PROBLEM TO WORK ON = Extend the Star 80 film review past its final sentence, keeping the same voice.

TEXT UNDER STUDY =
================================

Star 80
“You can believe she’s my sister, or you can walk home.”
I had seen Star 80 before, but not for years, and I remembered it as quite good, but popping it in this time, I expected a pretty kitschy 108 minutes — it stars Mariel Hemingway and Eric Roberts, so surely it isn’t as affecting as I recalled, right?
Actually, it is — and it’s because of those two actors, not in spite of them. Hemingway and Roberts have become the punchlines, to differing degrees, of jokes about bad acting and B movies, and Roberts in particular has made horrendous script choices, and turned in performances so hammy that what looks like makeup or unfortunate plastic surgery is in fact a thick glaze of honey and brown sugar.

================================

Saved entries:
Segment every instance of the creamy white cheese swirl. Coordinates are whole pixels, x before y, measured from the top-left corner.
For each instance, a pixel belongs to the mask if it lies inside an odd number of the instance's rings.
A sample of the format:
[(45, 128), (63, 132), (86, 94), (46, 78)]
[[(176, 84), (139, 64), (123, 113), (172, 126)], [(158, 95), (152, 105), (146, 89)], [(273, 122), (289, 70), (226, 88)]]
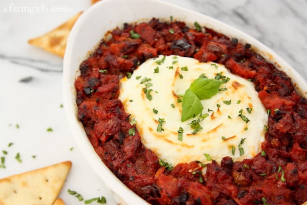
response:
[[(201, 100), (202, 113), (208, 116), (200, 122), (203, 128), (193, 134), (195, 129), (188, 124), (199, 117), (182, 122), (182, 102), (178, 99), (201, 75), (230, 79), (217, 94)], [(227, 156), (234, 160), (252, 158), (261, 151), (265, 140), (268, 115), (253, 84), (222, 65), (174, 55), (151, 58), (129, 79), (121, 80), (119, 98), (130, 119), (136, 120), (144, 146), (173, 166), (193, 160), (206, 163), (210, 158), (220, 162)], [(157, 131), (159, 124), (161, 132)], [(180, 128), (183, 129), (182, 141)]]

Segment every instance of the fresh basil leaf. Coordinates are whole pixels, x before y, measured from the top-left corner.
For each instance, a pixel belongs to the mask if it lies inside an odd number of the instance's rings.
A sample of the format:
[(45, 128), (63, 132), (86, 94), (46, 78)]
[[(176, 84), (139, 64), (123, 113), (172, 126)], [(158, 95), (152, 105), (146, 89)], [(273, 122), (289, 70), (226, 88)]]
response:
[(197, 96), (190, 89), (187, 89), (182, 98), (181, 121), (185, 121), (202, 113), (204, 107)]
[(221, 80), (201, 77), (192, 83), (190, 89), (200, 100), (210, 99), (218, 92), (218, 88), (222, 84)]

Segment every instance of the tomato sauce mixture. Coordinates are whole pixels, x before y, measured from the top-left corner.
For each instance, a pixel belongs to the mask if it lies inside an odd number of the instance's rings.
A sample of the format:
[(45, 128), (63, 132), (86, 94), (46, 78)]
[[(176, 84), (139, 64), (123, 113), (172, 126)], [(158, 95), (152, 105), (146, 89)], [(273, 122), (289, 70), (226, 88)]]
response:
[[(155, 18), (147, 23), (125, 23), (81, 64), (75, 84), (78, 118), (95, 150), (123, 183), (153, 204), (307, 201), (307, 100), (296, 92), (284, 72), (253, 52), (251, 45), (195, 26)], [(226, 156), (220, 165), (213, 160), (206, 165), (181, 163), (171, 170), (161, 167), (136, 129), (129, 135), (135, 125), (130, 124), (129, 113), (118, 98), (120, 78), (160, 54), (214, 61), (251, 79), (269, 114), (262, 151), (242, 161)], [(206, 166), (205, 174), (202, 166)]]

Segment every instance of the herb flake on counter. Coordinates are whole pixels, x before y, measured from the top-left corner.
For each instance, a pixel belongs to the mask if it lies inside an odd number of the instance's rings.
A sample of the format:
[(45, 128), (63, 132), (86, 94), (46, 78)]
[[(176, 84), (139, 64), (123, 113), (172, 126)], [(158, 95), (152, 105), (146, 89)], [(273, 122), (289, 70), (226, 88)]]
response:
[(19, 163), (23, 162), (23, 160), (20, 158), (20, 155), (19, 152), (17, 153), (17, 154), (16, 154), (16, 156), (15, 156), (15, 158), (18, 162), (19, 162)]
[(104, 197), (104, 196), (102, 196), (100, 198), (96, 197), (86, 200), (84, 201), (84, 204), (88, 204), (95, 201), (96, 201), (97, 203), (100, 203), (101, 204), (106, 203), (106, 199), (105, 199), (105, 197)]

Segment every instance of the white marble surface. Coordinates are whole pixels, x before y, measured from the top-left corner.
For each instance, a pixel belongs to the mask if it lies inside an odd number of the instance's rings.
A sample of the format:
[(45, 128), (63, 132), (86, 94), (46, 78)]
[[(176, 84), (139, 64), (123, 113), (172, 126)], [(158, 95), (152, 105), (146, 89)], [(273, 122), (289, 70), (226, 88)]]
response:
[[(307, 1), (165, 1), (221, 20), (255, 37), (307, 79)], [(44, 10), (34, 13), (10, 10), (40, 6)], [(28, 39), (90, 6), (90, 0), (0, 1), (0, 151), (8, 152), (6, 169), (0, 168), (0, 178), (70, 160), (73, 167), (60, 195), (67, 204), (84, 203), (67, 193), (70, 189), (85, 199), (105, 196), (108, 204), (115, 204), (74, 141), (63, 108), (60, 107), (62, 59), (27, 44)], [(20, 82), (28, 77), (30, 81)], [(47, 132), (49, 127), (53, 131)], [(11, 142), (13, 145), (8, 148)], [(22, 163), (15, 159), (18, 152)]]

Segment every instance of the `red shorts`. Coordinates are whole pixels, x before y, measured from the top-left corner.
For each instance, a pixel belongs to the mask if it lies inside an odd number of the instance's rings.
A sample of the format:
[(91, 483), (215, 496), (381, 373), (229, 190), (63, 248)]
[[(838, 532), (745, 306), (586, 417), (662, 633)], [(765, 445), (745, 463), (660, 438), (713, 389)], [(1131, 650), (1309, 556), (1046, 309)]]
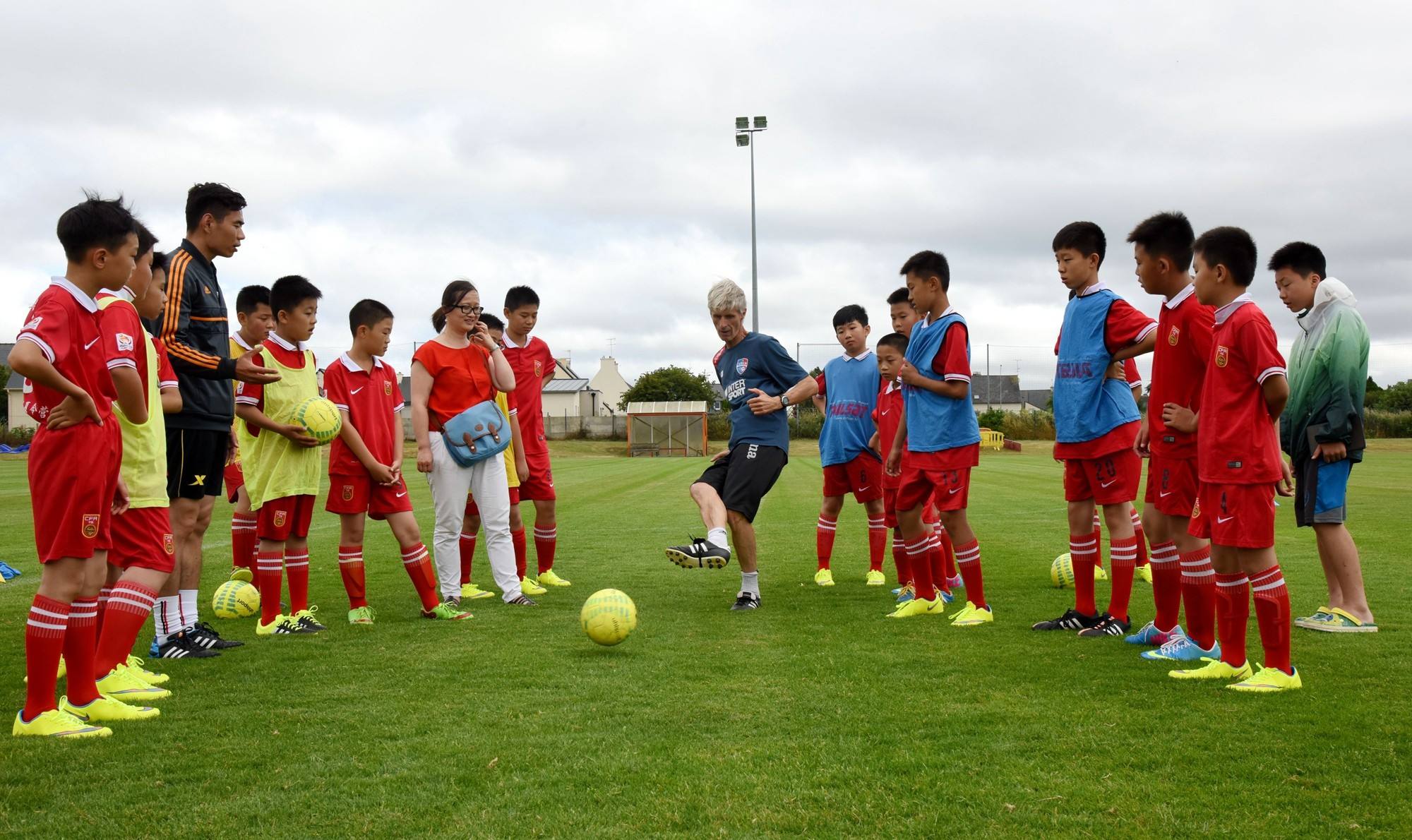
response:
[(256, 535), (260, 539), (284, 542), (291, 536), (308, 536), (313, 521), (312, 496), (271, 498), (256, 511)]
[(227, 463), (223, 477), (226, 481), (226, 500), (230, 504), (236, 504), (236, 493), (246, 486), (246, 474), (240, 470), (240, 462)]
[(1131, 449), (1063, 462), (1065, 501), (1091, 498), (1094, 504), (1123, 504), (1138, 497), (1141, 483), (1142, 459)]
[(1189, 518), (1196, 507), (1196, 493), (1202, 483), (1196, 477), (1195, 457), (1161, 457), (1148, 460), (1148, 488), (1142, 497), (1158, 512)]
[(167, 505), (134, 507), (113, 517), (113, 549), (107, 552), (107, 565), (171, 573), (176, 568), (176, 541)]
[(882, 498), (882, 462), (870, 455), (860, 455), (849, 463), (823, 467), (823, 494), (847, 496), (849, 493), (858, 504)]
[(407, 481), (401, 476), (397, 484), (374, 484), (367, 473), (360, 476), (329, 476), (329, 498), (323, 510), (330, 514), (367, 514), (374, 520), (385, 520), (393, 514), (412, 510), (412, 498), (407, 494)]
[[(549, 469), (549, 453), (527, 455), (530, 477), (520, 476), (520, 498), (525, 501), (554, 501), (554, 470)], [(514, 504), (514, 503), (511, 503)]]
[[(520, 504), (520, 488), (518, 487), (511, 487), (510, 488), (510, 507), (514, 507), (517, 504)], [(477, 520), (480, 518), (480, 508), (476, 507), (476, 497), (474, 496), (467, 496), (466, 497), (466, 515), (467, 517), (476, 517)]]
[(928, 518), (929, 512), (963, 510), (967, 497), (970, 497), (970, 467), (942, 470), (905, 464), (902, 486), (897, 491), (897, 510), (909, 511), (929, 501), (931, 504), (922, 511), (922, 520), (935, 521)]
[[(83, 421), (51, 432), (40, 428), (30, 446), (30, 505), (40, 562), (88, 559), (113, 548), (113, 496), (123, 463), (117, 418), (102, 426)], [(40, 487), (52, 487), (40, 493)]]
[(1275, 545), (1275, 487), (1202, 481), (1187, 532), (1230, 548)]

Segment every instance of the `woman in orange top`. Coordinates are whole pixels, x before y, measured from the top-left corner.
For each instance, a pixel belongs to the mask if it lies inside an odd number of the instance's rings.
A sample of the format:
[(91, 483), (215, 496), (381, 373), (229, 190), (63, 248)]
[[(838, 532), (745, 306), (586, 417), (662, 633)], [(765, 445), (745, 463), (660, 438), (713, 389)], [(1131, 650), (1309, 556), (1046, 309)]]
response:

================================

ANSWER SPACE =
But you can’t accuse him of lacking enthusiasm, God knows; the same sleazy, ‘roidish intensity that often seems turned up too high, or like it belongs in another, better movie (see: The Ambulance, a movie whose script was apparently assembled from shredded stereo instructions), is pitch-perfect here. Roberts’s Paul Snider is exactly right, savvy enough to get over with an unworldly teenager like Dorothy Stratten but way too crude in his hustle for L.A. Snider’s debut at the Playboy Mansion is flawlessly uncomfortable (not least his interaction with Stuart Damon, a.k.a. “Alan Quartermaine,” whose “you, sir, are a horse’s ass” reactions are hilarious), and throughout the movie, Snider just doesn’t get it…and because we know where that not-getting-it is going to lead, Roberts’s portrayal has a hint of the sinister, but only a hint. Mostly, it’s the sort of too-obvious grasping that you can afford to pity, or roll your eyes at, unless you have to go home with it, and Dorothy’s realization that Snider can’t follow her into the charmed circle, and why, is expertly done by Hemingway.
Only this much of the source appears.